**Directive**
Return every line below that contains the string "keychain", copied in full. Matching is case-sensitive.

####

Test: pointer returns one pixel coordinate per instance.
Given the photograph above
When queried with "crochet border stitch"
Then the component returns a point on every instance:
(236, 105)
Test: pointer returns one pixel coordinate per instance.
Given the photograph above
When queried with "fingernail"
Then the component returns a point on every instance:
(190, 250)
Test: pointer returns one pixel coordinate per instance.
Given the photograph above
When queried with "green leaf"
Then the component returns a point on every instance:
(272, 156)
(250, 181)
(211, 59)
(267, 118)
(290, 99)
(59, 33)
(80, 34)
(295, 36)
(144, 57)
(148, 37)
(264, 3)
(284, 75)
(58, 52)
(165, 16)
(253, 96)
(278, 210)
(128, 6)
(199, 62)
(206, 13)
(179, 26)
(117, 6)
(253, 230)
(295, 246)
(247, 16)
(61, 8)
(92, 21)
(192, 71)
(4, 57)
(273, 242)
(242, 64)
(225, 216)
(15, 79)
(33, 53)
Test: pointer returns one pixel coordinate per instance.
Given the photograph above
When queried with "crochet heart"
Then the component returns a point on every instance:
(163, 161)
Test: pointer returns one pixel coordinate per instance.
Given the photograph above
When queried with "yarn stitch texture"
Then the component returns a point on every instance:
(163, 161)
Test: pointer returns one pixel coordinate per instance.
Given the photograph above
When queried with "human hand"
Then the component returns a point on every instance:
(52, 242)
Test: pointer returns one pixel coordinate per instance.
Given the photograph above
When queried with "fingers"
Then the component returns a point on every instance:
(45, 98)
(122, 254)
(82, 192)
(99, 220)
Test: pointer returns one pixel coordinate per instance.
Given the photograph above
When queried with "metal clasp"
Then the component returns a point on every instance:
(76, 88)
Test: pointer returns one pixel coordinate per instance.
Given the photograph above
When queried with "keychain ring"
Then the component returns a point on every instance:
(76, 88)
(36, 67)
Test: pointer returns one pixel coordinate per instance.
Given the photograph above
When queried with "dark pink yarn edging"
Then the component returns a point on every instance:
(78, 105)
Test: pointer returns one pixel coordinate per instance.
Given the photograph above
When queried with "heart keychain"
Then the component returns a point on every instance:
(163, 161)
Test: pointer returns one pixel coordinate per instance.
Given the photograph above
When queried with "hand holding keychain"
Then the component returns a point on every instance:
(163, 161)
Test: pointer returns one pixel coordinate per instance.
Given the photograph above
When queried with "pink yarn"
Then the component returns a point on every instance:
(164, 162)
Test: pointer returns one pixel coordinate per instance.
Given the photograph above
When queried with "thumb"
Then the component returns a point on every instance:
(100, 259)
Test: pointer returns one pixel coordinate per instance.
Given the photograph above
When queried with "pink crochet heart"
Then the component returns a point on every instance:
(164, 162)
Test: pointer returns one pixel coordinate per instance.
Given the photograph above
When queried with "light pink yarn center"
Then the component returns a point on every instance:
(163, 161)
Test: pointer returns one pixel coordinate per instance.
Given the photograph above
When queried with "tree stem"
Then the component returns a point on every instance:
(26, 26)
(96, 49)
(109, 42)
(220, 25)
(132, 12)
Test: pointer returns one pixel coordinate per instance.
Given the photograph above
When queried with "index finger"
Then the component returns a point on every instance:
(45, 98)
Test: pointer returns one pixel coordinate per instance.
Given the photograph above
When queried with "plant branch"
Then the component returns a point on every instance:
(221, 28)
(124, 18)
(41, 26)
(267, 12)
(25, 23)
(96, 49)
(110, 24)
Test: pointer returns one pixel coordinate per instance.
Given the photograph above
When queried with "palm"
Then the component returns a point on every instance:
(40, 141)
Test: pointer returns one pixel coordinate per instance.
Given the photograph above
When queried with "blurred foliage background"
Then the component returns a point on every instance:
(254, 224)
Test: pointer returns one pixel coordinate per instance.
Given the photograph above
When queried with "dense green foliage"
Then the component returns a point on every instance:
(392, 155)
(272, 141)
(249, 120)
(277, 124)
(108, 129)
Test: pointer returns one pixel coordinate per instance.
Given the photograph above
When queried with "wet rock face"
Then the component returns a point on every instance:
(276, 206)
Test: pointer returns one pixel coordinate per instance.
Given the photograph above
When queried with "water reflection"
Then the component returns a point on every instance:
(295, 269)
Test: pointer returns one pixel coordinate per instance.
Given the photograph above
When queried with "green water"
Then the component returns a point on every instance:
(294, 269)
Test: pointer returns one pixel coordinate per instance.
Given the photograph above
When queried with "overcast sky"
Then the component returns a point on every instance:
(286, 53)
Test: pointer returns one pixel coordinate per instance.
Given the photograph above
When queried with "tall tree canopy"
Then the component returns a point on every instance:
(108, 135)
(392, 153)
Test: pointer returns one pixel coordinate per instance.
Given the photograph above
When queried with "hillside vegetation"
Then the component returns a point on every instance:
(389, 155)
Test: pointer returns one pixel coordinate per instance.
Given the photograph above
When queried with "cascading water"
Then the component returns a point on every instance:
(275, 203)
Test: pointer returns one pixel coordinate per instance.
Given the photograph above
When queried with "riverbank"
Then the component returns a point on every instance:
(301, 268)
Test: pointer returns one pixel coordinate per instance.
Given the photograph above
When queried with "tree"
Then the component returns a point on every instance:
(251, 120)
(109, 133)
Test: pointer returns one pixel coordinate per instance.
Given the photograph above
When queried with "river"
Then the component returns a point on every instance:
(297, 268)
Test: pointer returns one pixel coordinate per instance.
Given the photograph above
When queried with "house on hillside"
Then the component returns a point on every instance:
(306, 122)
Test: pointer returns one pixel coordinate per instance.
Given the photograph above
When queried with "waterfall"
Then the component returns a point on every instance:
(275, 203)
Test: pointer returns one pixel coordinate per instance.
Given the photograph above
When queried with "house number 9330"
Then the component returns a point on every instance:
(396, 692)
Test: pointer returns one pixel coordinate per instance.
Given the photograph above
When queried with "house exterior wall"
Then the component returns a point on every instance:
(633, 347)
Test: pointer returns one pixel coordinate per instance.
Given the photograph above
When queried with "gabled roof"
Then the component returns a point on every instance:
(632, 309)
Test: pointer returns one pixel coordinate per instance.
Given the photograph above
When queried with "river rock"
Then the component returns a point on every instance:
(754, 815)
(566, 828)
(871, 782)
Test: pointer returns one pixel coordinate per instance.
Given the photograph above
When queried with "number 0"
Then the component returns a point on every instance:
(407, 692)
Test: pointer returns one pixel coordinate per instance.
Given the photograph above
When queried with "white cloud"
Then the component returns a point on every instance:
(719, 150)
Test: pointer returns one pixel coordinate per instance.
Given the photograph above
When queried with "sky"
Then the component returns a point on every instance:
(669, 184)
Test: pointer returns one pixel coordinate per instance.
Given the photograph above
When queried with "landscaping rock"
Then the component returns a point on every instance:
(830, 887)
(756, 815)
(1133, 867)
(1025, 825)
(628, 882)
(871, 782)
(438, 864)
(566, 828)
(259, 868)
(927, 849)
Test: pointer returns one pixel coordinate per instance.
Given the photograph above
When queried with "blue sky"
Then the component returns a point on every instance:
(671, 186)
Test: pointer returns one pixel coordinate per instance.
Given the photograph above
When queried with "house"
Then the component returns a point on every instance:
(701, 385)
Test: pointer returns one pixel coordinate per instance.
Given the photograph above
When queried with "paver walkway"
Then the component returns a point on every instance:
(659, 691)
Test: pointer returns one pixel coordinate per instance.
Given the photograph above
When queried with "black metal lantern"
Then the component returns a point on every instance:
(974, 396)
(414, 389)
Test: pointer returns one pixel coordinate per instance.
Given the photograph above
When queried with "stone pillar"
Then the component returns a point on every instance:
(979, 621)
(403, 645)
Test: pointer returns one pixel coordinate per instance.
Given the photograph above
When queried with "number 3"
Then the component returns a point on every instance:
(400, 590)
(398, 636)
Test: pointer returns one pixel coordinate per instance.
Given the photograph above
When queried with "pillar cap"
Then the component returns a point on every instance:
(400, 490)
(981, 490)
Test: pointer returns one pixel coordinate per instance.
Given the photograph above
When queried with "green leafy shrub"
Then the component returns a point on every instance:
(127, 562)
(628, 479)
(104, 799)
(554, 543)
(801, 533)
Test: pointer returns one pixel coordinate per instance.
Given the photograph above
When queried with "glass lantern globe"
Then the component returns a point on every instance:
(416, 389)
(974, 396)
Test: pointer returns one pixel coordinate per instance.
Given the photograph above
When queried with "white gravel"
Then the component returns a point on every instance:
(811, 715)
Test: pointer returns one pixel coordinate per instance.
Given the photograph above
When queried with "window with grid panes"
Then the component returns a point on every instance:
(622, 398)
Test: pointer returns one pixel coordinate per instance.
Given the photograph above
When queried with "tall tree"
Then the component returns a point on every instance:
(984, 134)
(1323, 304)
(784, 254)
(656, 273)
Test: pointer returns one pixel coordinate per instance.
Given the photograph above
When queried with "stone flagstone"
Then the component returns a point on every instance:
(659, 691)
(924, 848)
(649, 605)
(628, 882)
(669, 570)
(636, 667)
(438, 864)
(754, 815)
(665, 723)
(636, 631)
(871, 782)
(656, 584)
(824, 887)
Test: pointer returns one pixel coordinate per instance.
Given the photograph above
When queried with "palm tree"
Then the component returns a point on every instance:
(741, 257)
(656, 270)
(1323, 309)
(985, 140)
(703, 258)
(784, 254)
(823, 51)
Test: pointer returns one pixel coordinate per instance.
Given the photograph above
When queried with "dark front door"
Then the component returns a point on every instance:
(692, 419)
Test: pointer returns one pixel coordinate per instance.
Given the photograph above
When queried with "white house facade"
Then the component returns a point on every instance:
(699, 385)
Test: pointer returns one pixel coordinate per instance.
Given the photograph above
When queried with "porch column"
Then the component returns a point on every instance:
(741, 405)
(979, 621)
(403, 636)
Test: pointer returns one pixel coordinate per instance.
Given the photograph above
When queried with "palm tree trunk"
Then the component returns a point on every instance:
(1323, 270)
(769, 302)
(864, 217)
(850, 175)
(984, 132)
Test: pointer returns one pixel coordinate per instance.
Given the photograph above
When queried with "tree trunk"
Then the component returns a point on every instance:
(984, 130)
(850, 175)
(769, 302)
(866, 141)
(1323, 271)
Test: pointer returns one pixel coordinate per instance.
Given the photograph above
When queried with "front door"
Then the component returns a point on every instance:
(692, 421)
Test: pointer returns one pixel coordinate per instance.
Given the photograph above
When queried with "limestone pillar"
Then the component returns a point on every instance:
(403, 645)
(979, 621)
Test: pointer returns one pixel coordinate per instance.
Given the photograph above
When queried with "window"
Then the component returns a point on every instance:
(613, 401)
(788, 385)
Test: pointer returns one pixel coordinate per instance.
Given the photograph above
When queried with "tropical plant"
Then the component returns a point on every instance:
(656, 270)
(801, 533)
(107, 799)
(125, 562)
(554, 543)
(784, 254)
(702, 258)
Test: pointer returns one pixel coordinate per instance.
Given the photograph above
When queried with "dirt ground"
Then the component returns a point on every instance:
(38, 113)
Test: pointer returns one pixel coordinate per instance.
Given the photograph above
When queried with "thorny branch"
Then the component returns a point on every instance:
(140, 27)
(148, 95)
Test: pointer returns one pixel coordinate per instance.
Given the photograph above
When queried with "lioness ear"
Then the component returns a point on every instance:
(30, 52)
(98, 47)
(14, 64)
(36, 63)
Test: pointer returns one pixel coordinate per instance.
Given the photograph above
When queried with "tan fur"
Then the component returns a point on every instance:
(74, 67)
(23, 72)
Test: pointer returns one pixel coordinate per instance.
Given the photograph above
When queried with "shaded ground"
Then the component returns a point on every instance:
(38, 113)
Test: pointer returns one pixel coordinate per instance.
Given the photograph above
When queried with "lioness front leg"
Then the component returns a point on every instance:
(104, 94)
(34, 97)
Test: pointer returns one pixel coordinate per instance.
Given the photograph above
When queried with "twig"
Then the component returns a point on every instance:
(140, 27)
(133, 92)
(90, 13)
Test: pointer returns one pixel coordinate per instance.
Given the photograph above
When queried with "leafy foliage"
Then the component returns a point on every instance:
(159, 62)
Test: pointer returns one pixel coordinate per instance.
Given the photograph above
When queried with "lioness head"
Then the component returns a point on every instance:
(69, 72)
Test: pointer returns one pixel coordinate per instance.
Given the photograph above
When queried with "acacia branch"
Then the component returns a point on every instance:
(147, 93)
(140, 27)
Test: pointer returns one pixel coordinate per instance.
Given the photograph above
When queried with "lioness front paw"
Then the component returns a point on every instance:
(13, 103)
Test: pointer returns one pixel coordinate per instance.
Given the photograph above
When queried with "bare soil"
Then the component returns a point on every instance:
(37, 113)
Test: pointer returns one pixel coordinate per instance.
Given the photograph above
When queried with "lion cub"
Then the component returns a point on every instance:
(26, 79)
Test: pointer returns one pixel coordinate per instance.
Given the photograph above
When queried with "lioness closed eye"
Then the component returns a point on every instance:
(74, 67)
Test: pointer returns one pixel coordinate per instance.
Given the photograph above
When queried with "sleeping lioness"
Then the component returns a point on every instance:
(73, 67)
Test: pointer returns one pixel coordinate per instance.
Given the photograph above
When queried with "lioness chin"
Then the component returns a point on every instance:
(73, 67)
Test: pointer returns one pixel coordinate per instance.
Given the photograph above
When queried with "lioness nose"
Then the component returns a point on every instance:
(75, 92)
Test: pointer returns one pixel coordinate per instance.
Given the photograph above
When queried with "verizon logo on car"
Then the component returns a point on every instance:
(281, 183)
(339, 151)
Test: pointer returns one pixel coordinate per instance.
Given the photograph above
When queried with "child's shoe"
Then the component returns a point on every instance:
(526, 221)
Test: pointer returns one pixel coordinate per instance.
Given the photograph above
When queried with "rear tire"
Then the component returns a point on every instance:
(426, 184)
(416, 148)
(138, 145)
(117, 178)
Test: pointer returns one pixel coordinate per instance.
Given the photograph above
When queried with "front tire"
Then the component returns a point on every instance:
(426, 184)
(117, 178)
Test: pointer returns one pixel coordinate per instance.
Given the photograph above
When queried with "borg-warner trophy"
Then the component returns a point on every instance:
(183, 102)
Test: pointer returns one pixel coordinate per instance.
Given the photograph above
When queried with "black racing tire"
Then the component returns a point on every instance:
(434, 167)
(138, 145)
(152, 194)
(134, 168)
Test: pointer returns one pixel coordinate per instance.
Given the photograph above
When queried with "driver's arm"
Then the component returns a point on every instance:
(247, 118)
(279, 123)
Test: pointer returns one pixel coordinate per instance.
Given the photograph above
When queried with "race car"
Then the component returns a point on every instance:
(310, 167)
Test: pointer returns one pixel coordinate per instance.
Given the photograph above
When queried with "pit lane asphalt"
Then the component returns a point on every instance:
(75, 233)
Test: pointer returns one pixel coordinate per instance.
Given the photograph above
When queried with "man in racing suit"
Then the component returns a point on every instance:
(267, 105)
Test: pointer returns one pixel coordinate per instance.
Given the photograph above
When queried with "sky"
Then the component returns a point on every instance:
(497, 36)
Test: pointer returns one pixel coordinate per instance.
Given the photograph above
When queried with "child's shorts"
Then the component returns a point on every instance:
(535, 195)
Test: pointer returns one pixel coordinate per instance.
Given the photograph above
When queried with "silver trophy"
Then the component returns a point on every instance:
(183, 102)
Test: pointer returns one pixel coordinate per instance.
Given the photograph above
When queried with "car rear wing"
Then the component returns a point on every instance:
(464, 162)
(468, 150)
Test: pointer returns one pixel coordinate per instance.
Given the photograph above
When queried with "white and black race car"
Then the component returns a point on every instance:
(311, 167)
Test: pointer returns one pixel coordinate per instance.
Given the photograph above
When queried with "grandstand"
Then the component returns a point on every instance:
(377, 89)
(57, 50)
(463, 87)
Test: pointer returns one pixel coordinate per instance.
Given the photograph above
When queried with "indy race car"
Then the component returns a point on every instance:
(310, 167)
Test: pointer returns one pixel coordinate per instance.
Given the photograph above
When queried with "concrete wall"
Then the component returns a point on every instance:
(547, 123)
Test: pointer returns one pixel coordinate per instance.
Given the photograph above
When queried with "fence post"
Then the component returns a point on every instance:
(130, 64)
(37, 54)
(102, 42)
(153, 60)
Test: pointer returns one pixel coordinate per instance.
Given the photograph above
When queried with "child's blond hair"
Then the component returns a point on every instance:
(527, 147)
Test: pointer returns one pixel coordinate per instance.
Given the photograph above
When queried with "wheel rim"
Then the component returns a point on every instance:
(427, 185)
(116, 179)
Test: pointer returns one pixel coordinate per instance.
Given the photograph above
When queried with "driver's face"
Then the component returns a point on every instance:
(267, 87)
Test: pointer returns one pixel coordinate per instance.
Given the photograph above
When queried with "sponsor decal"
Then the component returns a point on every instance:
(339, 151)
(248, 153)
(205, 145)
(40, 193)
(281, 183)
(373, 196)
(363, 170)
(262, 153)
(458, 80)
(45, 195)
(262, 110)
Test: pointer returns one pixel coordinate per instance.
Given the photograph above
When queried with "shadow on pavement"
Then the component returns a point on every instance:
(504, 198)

####

**Correct answer**
When queried with "keychain ring"
When queried with "heart keychain"
When queried with "hand holding keychain"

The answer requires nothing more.